**Data entries**
++++
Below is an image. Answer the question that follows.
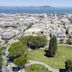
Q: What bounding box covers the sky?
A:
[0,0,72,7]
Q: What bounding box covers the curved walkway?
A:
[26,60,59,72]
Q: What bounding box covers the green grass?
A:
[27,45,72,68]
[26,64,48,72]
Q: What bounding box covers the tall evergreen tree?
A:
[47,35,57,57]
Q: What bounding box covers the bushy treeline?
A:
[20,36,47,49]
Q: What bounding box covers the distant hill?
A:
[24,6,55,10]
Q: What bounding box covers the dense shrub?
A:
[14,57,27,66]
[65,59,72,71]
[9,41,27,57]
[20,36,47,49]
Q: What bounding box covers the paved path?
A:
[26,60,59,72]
++++
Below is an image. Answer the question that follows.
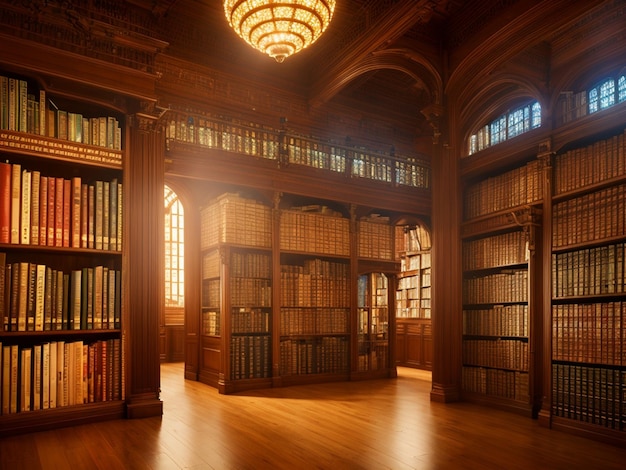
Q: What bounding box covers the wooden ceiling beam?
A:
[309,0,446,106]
++++
**What to produce**
Which lines in the listing above contain the word "covers"? Pull out each one.

**Expected answer**
Q: What bounding box covers the sky?
Q: What bounding box covers the curved walkway?
Q: What bounding box covers the green grass?
Q: What bounding box covers the tall evergreen tree?
Q: What bounding box covers the bushy treeline?
Q: What bounding box covers the distant hill?
Q: What bounding box covers the dense shrub?
Q: What bounding box covers the paved path?
Q: What bounding box covers the wooden ceiling beam?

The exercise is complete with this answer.